■ SET EXERCISE
List every module that the profile code in the BrainPy forum post below imports, along with any alias it receives.

■ ARTICLE
BrainPy Performance difference between using "brainpy.math.for_loop" and "model.jit_step

In the documentation of monitor every multiple steps, two methods are provided. One using brainpy.math.for_loop and the other using model.jit_step_run. I have profiled the running speed of the given two examples, and find that model.jit_step_run consistently runs faster than brainpy.math.for_loop (at least on my platform, on both CPU and GPU).

I am a bit surprised by the result, since using model.jit_step_run requires writing explicit python for-loop, which I think should be slow. What might be reason behind the performance difference?

Profile code:

import time
import numpy as np
import matplotlib.pyplot as plt

import brainpy as bp
import brainpy.math as bm

bm.set_platform('cpu')

#%%
class EINet(bp.DynSysGroup):
    def __init__(self):
        super().__init__()
        self.N = bp.dyn.LifRef(4000, V_rest=-60., V_th=-50., V_reset=-60., tau=20., tau_ref=5.,
                               V_initializer=bp.init.Normal(-55., 2.))
        self.delay = bp.VarDelay(self.N.spike, entries={'I': None})
        self.E = bp.dyn.ProjAlignPostMg1(comm=bp.dnn.EventJitFPHomoLinear(3200, 4000, prob=0.02, weight=0.6),
                                         syn=bp.dyn.Expon.desc(size=4000, tau=5.),
                                         out=bp.dyn.COBA.desc(E=0.),
                                         post=self.N)
        self.I = bp.dyn.ProjAlignPostMg1(comm=bp.dnn.EventJitFPHomoLinear(800, 4000, prob=0.02, weight=6.7),
                                         syn=bp.dyn.Expon.desc(size=4000, tau=10.),
                                         out=bp.dyn.COBA.desc(E=-80.),
                                         post=self.N)
    
    def update(self, input):
        spk = self.delay.at('I')
        self.E(spk[:3200])
        self.I(spk[3200:])
        self.delay(self.N(input))

Excerpts from a point labeling dataset
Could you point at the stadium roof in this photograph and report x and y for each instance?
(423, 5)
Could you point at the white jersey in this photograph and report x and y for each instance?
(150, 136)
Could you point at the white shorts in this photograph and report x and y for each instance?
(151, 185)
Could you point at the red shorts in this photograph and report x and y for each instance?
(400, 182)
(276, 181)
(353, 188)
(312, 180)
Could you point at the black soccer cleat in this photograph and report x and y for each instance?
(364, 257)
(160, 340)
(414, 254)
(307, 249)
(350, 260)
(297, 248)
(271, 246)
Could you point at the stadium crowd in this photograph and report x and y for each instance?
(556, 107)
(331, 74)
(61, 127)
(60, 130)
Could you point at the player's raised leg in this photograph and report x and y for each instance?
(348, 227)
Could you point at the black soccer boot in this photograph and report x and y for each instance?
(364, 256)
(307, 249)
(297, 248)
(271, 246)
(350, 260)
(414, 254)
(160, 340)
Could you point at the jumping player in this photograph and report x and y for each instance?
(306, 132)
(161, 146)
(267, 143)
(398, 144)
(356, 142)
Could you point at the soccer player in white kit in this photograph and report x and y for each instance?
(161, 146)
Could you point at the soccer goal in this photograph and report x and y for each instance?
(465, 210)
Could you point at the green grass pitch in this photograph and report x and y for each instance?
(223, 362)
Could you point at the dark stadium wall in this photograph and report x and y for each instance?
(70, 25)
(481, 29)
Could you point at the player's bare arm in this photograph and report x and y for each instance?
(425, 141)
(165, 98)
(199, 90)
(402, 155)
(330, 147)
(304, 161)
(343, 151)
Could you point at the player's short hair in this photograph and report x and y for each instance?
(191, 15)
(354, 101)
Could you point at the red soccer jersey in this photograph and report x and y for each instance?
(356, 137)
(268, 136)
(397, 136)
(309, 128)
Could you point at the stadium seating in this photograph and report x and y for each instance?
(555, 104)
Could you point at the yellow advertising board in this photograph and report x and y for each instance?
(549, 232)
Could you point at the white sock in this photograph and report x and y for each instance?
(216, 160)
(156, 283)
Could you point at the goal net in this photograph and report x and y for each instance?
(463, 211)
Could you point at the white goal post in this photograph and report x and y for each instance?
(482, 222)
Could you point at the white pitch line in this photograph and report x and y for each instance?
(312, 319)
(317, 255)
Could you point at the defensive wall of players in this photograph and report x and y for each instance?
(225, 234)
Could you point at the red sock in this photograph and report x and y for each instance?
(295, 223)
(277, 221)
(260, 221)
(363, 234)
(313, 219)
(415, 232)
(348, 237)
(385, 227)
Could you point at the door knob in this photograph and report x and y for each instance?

■ THE RESPONSE
- time
- numpy, as np
- matplotlib.pyplot, as plt
- brainpy, as bp
- brainpy.math, as bm